▸ Exercícios:
1) Responda, por favor, a estas perguntas sobre o texto acerca de Bernard Faÿ:
(a) Que nome é dado como exemplo de alguém eleito para a Academia Francesa?
(b) De quem é a obra que, segundo a nota, se deve ler?
(c) Que razões impedem o primeiro comentador de comentar já?
2) Prossiga o texto sobre Bernard Faÿ a partir do ponto em que termina.

▸ Texto fornecido:
Tendo a maior parte dos franceses activos durante a Ocupação voltado a ocupar os seus lugares após a Libertação (apenas os nomes mais sonantes, Pétain, Laval, Drieu la Rochelle, Céline, Déat, Doriot, Brasillach, foram condenados à morte ou à reclusão perpétua, ou se suicidaram), alguns tendo até sido eleitos para a Academia Francesa (Paul Morand), Bernard Faÿ seria mais ou menos indigno do que muitos dos "recuperados"? Uma resposta difícil.

Não cabe nesta breve nota o percurso académico de Faÿ, e nomeadamente a descrição da sua trajectória durante a Ocupação. Por isso, e pelos constrangimentos e opções advenientes de situações como a ocorrida em França durante a ocupação alemã, em que a maioria da população - nos primeiros tempos - apoiava calorosamente o Marechal Pétain, deve ler-se a obra, ainda que não conclusiva, de Antoine Compagnon, que constitui um notável serviço prestado à história política e à história literária.

4 comentários:

Anónimo disse...

Razões imperiosas de falta de tempo,uma delas curiosamente relacionada precisamente com o estudo de certos aspectos do regime de Vichy,impedem-me para já de comentar este interessante post,mas prometo que logo que possa não deixarei de dizer algo.

Anónimo disse...

▸ Dados em estudo:
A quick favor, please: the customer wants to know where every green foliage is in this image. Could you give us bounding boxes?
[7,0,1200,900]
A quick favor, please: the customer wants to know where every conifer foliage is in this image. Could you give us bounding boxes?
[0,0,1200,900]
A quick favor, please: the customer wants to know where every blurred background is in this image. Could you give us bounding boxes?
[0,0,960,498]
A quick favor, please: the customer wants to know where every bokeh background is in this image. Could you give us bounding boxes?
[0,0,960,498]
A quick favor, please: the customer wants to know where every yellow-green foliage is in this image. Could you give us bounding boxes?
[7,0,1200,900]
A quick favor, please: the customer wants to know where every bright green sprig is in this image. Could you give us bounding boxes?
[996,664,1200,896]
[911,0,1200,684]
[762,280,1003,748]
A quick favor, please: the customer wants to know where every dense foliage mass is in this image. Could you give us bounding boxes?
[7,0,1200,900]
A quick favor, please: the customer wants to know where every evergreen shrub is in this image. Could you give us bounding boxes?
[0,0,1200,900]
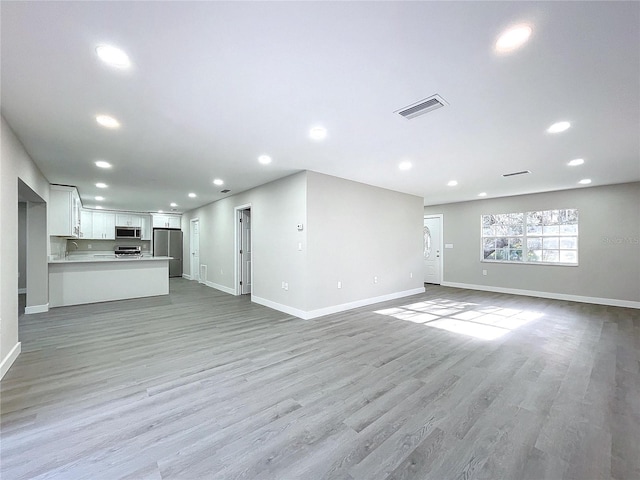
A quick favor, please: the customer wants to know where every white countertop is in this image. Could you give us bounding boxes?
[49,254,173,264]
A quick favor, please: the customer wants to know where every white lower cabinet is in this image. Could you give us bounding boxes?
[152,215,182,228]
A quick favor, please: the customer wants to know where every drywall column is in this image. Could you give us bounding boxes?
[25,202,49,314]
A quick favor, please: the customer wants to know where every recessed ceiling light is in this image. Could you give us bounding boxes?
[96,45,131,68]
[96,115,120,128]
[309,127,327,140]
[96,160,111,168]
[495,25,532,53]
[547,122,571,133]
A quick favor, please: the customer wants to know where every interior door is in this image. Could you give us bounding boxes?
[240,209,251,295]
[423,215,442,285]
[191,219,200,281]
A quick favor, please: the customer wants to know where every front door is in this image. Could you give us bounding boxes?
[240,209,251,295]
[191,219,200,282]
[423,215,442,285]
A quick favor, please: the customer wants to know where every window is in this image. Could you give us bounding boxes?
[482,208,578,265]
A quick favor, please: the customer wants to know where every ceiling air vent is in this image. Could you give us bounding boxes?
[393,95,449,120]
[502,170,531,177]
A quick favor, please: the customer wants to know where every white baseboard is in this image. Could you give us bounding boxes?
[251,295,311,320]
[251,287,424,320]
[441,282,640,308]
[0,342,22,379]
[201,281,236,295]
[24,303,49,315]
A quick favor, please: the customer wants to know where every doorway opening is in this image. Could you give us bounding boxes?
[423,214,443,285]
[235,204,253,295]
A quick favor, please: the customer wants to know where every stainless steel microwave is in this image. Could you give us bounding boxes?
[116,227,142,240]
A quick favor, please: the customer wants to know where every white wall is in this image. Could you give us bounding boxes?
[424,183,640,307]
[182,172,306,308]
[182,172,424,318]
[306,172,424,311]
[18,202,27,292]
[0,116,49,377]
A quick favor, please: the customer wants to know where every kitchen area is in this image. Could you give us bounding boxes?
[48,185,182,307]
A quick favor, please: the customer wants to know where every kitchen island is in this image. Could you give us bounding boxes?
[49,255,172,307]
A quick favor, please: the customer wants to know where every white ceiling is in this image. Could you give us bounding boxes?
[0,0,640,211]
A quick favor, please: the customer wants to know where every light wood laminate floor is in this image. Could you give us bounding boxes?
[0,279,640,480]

---

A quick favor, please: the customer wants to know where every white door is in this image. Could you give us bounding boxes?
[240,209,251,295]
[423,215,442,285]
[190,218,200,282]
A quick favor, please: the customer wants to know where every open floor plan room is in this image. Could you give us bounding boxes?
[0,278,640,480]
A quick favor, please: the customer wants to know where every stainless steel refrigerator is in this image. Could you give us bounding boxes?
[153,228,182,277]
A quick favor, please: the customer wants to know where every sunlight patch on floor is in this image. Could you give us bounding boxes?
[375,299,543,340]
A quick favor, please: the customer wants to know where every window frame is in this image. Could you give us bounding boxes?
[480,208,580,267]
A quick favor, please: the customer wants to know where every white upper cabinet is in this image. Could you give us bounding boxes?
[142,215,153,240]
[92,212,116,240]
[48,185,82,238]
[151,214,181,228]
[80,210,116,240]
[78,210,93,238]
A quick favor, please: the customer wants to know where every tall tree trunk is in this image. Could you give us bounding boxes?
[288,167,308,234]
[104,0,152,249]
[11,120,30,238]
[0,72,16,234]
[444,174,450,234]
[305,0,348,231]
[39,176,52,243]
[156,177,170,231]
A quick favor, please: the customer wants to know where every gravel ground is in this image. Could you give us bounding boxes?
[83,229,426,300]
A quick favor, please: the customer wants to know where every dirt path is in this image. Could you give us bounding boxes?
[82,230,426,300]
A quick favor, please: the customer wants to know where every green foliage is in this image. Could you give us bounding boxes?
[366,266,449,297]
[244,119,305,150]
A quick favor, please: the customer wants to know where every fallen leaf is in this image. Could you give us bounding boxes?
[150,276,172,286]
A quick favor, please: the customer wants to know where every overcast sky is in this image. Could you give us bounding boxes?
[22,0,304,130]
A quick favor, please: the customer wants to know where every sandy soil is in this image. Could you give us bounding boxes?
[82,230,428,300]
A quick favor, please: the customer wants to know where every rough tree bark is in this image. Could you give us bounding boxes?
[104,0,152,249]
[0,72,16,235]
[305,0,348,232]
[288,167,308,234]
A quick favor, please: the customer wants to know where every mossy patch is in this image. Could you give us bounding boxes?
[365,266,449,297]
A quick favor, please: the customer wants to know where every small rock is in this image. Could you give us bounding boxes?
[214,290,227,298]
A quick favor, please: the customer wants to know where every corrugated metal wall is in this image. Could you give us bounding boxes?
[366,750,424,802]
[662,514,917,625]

▸ Respostas às tarefas:
1)
(a) Paul Morand.
(b) De Antoine Compagnon.
(c) Razões imperiosas de falta de tempo.

2)
Os limites das caixas de comentários e a obsolescência excessiva dos temas na blogosfera fazem com que não vá alargar-me,dado a escassa atenção previsivel. Mas não deixarei de confirmar que o efémero regime de Vichy(40-44) é um momento bem interessante na História próxima,pelo destino teatral,ambíguo e controverso das personalidades que envolveu,e ainda pelo interesse com que foi seguido pelo governo português da altura,não só pela proximidade doutrinária Vichy-Estado Novo,akiás assumida por ambos,como pela conveniência estratégica para o nosso governo em manter uma "barreira amiga" entre o imediato poder militar alemão e o nosso território. Poderíamos ainda mencionar os planos de Salazar para uma "União Latina"(que incluiria Portugal,a Espanha,a Itália e a França de Vichy até à ocupação da Zona Livre (Novembro de 42). Vichy agregou de início pràticamente todos os descontentes com o ultra-parlamentarismo da III República,tecnocratas competentes como Bichelonne,reaccionários vários,etc. A evolução do regime para uma cada vez maior colaboração com a Alemanha simbolizada em 42 com a entrevista Pétain-Hitler em Montoire e o célebre discurso de Laval de que entre a população se repetia com rancor a frase truncada "Je souhaite la victoire de l'Allemagne", veio afastar muitos e aprofundar o comportamento ambíguo de outros.São precisamente essas ambiguidades e evoluções num regime de poder ficticio,mas que manteve até tarde o reconhecimento diplomático de países como os Estados Unidos,o Canadá e todos os neutros,que torna esse estudo muito relevente. E notemos que Portugal envia para a Legação em Vichy um "peso pesado" da vida política e jurídica nacional,o Prof. Caeiro da Matta,próximo de Salazar e futuro ministro dos Negócios Estrangeiros. Como temo que o espaço da caixa se esteja a esgotar,deixaria para mais tarde as referências à importância da historiografia americana na renovação do interesse por esta época (Stanley Hoffman,Robert Paxton,etc) dado que sob a inspiração do General De Gaulle,o período de Vichy foi longamente "apagado" da memória francesa,com raras excepções. Observaria ao autor do blog,para terminar,que a "recuperação" das figuras de Vichy para a vida "normal" da França post-guerra não foi tão simples como dá a entender. As perseguções foram numerosas,execuções sumárias na época da "épuration sauvage",prisões,julgamentos,etc. Recomendo-lhe a obra já antiga mas bem investigada do Robert Aron,"Histoire de lÉpuration".

Mário Machaqueiro disse...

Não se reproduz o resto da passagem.